■ The records
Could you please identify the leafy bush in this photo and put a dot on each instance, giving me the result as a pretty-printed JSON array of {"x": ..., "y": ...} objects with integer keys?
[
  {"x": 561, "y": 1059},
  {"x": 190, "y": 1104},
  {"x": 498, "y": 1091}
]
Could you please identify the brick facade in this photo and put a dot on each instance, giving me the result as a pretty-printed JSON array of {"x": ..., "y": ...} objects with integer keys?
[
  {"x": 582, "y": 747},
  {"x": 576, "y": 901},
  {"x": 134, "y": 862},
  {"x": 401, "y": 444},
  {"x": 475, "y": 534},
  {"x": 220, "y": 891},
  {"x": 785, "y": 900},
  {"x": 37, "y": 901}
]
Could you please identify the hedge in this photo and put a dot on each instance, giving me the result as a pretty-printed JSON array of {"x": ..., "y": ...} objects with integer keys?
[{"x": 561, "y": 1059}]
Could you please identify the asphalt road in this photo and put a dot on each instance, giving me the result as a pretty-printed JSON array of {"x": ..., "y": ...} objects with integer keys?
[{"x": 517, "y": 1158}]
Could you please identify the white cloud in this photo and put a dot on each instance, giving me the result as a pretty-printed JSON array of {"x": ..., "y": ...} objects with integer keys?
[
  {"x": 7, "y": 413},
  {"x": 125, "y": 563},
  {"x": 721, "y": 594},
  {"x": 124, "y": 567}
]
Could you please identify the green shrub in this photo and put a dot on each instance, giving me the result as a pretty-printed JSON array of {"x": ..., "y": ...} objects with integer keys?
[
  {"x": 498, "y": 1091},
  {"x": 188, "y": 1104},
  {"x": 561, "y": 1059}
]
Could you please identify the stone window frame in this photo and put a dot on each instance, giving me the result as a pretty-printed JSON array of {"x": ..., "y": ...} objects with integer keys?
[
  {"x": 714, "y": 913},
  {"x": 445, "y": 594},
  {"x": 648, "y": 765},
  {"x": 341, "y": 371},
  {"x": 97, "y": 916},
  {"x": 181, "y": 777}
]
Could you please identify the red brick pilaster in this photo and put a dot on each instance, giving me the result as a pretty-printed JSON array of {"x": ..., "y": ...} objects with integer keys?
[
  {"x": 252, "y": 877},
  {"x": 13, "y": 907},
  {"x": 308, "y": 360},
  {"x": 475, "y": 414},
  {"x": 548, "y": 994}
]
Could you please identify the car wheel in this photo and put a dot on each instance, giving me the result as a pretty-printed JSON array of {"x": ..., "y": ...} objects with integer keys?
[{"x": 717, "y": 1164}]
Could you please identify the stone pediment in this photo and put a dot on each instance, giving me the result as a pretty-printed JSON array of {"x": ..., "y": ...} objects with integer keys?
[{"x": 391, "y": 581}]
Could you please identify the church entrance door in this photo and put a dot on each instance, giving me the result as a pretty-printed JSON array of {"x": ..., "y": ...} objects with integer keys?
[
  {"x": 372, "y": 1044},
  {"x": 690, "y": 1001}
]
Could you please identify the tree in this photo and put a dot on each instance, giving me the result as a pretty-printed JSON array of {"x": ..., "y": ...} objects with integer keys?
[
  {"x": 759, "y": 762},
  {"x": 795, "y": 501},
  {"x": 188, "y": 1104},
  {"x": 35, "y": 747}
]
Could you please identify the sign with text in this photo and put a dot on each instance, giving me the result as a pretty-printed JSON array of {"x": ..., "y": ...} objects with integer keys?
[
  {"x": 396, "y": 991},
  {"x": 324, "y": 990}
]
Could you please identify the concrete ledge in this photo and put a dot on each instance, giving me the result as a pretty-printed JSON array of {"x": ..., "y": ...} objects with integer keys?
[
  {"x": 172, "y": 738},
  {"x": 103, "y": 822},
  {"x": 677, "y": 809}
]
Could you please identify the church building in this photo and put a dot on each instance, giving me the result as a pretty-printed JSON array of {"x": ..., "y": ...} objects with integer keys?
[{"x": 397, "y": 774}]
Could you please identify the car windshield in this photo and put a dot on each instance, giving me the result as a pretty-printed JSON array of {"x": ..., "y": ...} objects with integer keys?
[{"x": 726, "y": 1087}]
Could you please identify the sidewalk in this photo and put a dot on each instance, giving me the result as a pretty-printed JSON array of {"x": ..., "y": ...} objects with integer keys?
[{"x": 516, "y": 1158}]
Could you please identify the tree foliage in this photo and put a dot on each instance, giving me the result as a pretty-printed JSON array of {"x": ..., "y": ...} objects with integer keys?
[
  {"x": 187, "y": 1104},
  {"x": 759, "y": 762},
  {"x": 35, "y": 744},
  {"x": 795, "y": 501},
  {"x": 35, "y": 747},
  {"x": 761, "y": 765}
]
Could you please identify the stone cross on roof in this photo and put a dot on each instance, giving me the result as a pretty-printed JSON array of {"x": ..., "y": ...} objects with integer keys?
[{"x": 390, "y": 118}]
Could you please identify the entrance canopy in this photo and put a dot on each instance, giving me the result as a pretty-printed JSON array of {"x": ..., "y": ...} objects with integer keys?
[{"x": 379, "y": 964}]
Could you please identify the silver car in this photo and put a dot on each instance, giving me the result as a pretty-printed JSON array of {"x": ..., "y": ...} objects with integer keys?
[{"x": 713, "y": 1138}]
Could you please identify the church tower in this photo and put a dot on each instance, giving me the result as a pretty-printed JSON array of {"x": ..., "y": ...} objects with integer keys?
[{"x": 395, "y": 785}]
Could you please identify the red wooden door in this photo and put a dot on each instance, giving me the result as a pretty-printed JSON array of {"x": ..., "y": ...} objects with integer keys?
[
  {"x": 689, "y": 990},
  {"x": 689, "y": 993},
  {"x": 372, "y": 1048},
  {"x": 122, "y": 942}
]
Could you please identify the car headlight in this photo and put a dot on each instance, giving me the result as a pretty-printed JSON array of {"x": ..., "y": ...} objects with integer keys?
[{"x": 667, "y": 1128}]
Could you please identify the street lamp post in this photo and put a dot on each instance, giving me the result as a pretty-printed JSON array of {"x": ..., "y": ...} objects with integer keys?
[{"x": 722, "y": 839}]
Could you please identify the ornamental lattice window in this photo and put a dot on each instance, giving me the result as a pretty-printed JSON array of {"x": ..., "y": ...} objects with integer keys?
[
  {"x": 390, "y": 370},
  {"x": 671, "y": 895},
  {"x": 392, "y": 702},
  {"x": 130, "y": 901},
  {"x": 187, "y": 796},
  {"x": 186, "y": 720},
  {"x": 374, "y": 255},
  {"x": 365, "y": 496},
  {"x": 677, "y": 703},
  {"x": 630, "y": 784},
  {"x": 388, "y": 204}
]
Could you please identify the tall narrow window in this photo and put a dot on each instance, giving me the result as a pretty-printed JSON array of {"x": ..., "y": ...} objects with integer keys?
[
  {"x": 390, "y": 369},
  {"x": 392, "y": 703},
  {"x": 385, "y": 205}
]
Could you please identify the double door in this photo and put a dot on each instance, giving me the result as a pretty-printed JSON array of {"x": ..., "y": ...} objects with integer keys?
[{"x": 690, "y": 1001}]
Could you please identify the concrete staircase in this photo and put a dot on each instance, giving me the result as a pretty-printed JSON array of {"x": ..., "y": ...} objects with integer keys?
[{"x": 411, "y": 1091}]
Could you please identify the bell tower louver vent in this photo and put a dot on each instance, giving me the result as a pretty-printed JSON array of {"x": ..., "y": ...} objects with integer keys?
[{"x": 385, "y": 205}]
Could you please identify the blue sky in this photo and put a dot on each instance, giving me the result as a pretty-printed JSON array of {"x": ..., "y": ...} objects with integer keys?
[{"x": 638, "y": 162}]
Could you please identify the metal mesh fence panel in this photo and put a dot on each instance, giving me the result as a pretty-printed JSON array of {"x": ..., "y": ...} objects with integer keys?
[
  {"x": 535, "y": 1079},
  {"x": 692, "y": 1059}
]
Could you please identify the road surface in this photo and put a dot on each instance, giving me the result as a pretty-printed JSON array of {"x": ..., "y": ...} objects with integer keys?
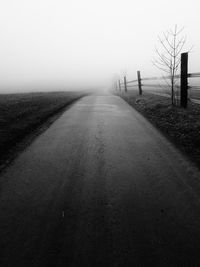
[{"x": 100, "y": 187}]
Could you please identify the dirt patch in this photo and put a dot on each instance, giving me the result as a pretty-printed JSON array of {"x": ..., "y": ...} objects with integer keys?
[{"x": 181, "y": 126}]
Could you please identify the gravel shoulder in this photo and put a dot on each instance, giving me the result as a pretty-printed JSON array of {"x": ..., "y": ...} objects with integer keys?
[{"x": 180, "y": 126}]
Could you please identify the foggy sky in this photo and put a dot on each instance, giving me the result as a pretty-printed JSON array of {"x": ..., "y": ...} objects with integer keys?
[{"x": 72, "y": 44}]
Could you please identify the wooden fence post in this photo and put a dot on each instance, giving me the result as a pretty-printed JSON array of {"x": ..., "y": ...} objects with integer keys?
[
  {"x": 139, "y": 82},
  {"x": 125, "y": 85},
  {"x": 119, "y": 85},
  {"x": 184, "y": 79}
]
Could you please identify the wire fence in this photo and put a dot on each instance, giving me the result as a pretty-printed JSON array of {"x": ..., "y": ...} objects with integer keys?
[{"x": 161, "y": 85}]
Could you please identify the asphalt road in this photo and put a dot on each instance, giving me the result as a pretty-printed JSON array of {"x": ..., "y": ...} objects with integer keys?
[{"x": 100, "y": 187}]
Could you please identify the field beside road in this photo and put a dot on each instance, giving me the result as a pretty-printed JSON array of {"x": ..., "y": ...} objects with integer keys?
[
  {"x": 181, "y": 126},
  {"x": 23, "y": 114}
]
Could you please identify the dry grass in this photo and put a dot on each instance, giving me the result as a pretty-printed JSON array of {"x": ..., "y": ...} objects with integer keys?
[
  {"x": 181, "y": 126},
  {"x": 21, "y": 114}
]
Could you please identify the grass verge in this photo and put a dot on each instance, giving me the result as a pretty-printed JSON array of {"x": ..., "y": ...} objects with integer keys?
[
  {"x": 181, "y": 126},
  {"x": 22, "y": 115}
]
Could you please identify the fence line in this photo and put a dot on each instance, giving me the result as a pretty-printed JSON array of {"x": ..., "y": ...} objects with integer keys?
[{"x": 183, "y": 78}]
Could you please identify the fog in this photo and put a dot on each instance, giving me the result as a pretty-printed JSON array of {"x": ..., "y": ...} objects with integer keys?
[{"x": 80, "y": 44}]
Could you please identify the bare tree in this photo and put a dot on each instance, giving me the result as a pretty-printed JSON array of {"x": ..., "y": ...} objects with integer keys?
[{"x": 168, "y": 55}]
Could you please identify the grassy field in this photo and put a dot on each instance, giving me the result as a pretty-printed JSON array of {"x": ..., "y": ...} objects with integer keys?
[
  {"x": 22, "y": 114},
  {"x": 181, "y": 126}
]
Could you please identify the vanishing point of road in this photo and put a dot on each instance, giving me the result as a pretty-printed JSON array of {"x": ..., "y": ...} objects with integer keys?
[{"x": 100, "y": 187}]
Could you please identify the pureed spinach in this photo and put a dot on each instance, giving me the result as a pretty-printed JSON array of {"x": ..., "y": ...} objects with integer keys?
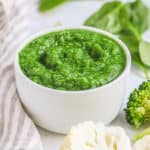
[{"x": 75, "y": 59}]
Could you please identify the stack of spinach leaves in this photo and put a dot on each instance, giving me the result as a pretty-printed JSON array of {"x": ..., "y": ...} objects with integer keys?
[{"x": 128, "y": 21}]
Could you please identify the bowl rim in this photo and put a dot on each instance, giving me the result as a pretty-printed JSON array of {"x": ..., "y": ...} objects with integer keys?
[{"x": 60, "y": 28}]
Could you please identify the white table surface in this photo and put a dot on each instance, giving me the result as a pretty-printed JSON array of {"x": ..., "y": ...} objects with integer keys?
[{"x": 73, "y": 13}]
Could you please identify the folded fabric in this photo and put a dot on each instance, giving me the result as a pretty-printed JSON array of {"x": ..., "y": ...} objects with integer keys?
[{"x": 17, "y": 131}]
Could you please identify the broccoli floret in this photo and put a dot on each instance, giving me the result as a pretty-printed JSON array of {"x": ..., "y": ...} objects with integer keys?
[{"x": 138, "y": 107}]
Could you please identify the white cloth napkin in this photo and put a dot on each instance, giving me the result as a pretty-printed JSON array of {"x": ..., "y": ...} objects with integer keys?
[{"x": 17, "y": 131}]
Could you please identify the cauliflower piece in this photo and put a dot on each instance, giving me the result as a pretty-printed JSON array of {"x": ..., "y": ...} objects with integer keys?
[
  {"x": 88, "y": 136},
  {"x": 143, "y": 144}
]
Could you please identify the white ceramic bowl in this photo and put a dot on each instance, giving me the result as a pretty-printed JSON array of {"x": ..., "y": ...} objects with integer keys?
[{"x": 58, "y": 110}]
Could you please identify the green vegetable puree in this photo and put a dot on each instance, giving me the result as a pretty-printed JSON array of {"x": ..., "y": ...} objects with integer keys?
[{"x": 74, "y": 59}]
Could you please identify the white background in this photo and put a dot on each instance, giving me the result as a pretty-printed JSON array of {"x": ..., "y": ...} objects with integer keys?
[{"x": 74, "y": 13}]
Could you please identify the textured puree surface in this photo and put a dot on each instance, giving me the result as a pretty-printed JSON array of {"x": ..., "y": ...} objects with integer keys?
[{"x": 74, "y": 59}]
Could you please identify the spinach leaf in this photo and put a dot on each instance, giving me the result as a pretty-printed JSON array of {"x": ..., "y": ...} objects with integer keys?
[
  {"x": 128, "y": 21},
  {"x": 45, "y": 5},
  {"x": 107, "y": 17}
]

■ Objective
Could you give again exactly the lines from the line containing "Could you please identify the white background" through the final line of the data above, and no others?

■ Full solution
Could you please identify the white background in this photo and put a dot on each instance, giving me the result as a pretty-printed JSON array of {"x": ..., "y": ...} objects with integer keys?
[{"x": 74, "y": 13}]
Could you please identify the textured puree surface in this photo and put a dot on each instance, giving me the result as a pretty-printed JSON array of {"x": ..., "y": ...} objects with integer keys?
[{"x": 74, "y": 59}]
Could you please identify the spinach leaf in this photo and put a dot on each instance, giving me the result as a pretty-printed JSON array of {"x": ..., "y": ...} objects with integer keys?
[
  {"x": 128, "y": 21},
  {"x": 45, "y": 5},
  {"x": 107, "y": 17}
]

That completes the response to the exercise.